**What is required:** Reproduce, word for word, the lines below, starting with the one containing "Mark the green stem" and going on through the very last line.

====================

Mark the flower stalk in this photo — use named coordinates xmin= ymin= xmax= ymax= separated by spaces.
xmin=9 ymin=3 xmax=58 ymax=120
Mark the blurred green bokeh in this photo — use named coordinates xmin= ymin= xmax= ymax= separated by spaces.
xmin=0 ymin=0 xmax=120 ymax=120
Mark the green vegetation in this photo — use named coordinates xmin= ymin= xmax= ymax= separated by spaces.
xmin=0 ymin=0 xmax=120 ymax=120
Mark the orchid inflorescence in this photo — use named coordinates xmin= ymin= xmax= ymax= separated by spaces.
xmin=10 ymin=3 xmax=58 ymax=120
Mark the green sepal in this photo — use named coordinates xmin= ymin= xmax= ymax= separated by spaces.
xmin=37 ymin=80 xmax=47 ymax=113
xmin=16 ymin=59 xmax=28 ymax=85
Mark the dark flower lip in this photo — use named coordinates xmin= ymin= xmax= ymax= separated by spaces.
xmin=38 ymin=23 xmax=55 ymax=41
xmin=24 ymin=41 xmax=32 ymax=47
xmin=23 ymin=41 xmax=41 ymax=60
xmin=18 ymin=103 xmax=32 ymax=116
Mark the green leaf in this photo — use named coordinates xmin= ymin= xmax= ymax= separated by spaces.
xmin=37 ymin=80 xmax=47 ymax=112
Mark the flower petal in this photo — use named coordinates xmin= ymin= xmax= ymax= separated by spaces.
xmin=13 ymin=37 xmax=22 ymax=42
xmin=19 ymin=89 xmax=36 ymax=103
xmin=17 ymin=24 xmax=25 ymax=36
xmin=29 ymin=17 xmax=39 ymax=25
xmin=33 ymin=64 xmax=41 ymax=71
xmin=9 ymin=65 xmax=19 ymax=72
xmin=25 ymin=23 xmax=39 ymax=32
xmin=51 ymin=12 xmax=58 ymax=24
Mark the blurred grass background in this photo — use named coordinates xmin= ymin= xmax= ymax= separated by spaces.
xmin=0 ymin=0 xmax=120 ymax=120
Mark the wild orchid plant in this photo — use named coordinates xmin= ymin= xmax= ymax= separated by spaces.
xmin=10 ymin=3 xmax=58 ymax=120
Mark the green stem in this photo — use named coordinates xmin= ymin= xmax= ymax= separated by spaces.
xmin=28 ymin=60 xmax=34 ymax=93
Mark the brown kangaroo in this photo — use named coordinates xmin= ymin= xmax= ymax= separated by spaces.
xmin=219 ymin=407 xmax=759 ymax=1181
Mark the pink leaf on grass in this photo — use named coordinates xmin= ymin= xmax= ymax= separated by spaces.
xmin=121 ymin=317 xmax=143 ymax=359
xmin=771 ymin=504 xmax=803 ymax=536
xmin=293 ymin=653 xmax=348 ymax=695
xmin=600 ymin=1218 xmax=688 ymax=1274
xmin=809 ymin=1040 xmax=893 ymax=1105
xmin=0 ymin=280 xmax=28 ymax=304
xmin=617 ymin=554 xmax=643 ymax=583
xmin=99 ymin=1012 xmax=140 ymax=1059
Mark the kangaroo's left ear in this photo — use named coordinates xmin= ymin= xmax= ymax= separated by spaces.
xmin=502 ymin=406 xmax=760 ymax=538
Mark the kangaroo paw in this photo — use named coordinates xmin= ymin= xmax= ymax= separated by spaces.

====================

**Task result:**
Mark the green stem in this photo — use named coordinates xmin= ymin= xmax= ymax= separated by spaces.
xmin=28 ymin=60 xmax=34 ymax=93
Mark the brown kangaroo in this photo — use named coordinates xmin= ymin= xmax= ymax= separated by spaces.
xmin=219 ymin=407 xmax=759 ymax=1181
Mark the pink leaf on grass in this photo — use named coordinates xmin= ymin= xmax= ymax= separated by spaces.
xmin=121 ymin=317 xmax=143 ymax=359
xmin=771 ymin=504 xmax=803 ymax=536
xmin=293 ymin=653 xmax=348 ymax=695
xmin=600 ymin=1218 xmax=688 ymax=1274
xmin=809 ymin=1040 xmax=893 ymax=1105
xmin=0 ymin=280 xmax=28 ymax=304
xmin=617 ymin=554 xmax=643 ymax=583
xmin=99 ymin=1012 xmax=140 ymax=1059
Mark the kangaroo's left ear in this photo — use named coordinates xmin= ymin= xmax= ymax= separated by spaces.
xmin=502 ymin=406 xmax=760 ymax=538
Mark the kangaroo paw in this photo — use named coordinates xmin= ymin= xmax= ymax= separated by spaces.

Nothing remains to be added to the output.